• [Exercise details] Drop every picture. Return the rest of the entries exactly.

• [Stored data]
* * * * * * *

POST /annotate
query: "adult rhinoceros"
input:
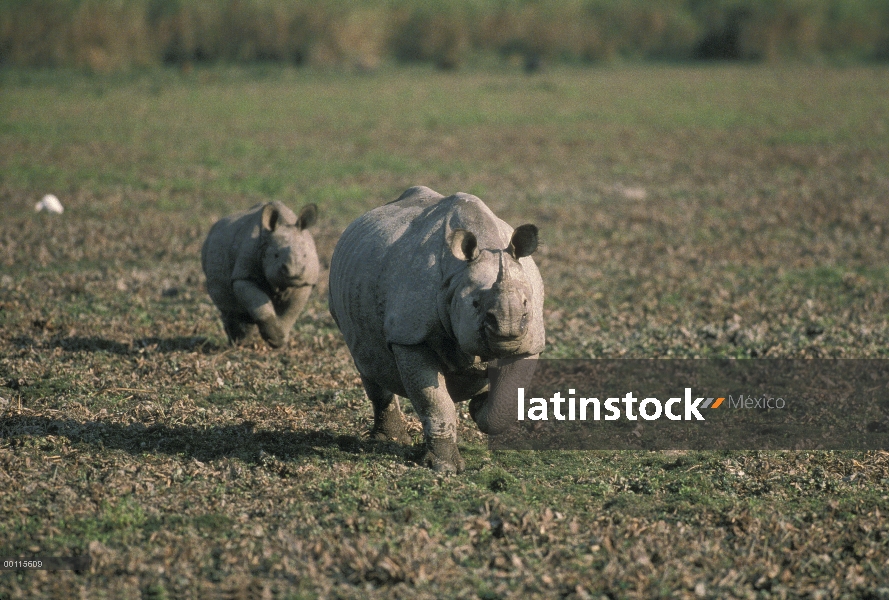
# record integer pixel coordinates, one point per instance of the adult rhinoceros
(426, 290)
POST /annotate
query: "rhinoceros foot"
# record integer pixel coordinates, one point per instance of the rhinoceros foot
(443, 456)
(390, 426)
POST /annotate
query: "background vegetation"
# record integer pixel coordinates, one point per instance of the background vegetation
(685, 212)
(113, 34)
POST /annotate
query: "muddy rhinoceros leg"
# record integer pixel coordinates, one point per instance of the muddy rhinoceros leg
(388, 420)
(425, 385)
(290, 305)
(262, 311)
(237, 327)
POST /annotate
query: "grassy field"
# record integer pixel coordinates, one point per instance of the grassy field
(720, 211)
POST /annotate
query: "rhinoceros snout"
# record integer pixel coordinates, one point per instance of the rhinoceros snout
(508, 319)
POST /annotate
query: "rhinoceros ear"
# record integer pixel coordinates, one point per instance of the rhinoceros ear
(270, 216)
(524, 241)
(307, 216)
(463, 244)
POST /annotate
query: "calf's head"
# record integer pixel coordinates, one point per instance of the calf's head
(489, 308)
(289, 258)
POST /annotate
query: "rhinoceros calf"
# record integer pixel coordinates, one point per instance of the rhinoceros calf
(261, 265)
(426, 291)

* * * * * * *

• [Solved exercise]
POST /annotate
query: "adult rhinoceros"
input:
# record integer pixel coordinates, one point per instance of the adult rhinoceros
(426, 290)
POST /annotate
query: "rhinoceros foot"
# record integer pixel coordinates, one point per instance of the rhinoceros foot
(443, 456)
(390, 426)
POST /annotate
query: "background vegetation"
# record integer pixel coordinates, one point per instance of the background vegetation
(685, 212)
(113, 34)
POST /annotate
query: "muddy rhinoceros leg"
# record integer pixel coordinates, one point per instance of the muddy rhinoceros leg
(388, 420)
(425, 385)
(290, 305)
(262, 311)
(237, 327)
POST /annotate
query: "grassy field"
# record integer pixel coordinates, one point per instance of the grassy field
(720, 211)
POST /annotate
query: "rhinoceros snout"
# record integer pixel coordinates, one point per instance of the rhinoceros snout
(508, 319)
POST /annotate
query: "rhinoceros ear"
# record integer pixel coordinates, one point per instance of the rhinoceros ear
(270, 216)
(524, 241)
(307, 216)
(463, 244)
POST /annotate
query: "calf's head"
# record integer pixel coordinates, one point per instance of the calf's head
(489, 308)
(289, 258)
POST /annotate
query: "rhinoceros calf"
# record integer pixel coordinates, one point per instance of the rhinoceros calf
(261, 265)
(426, 291)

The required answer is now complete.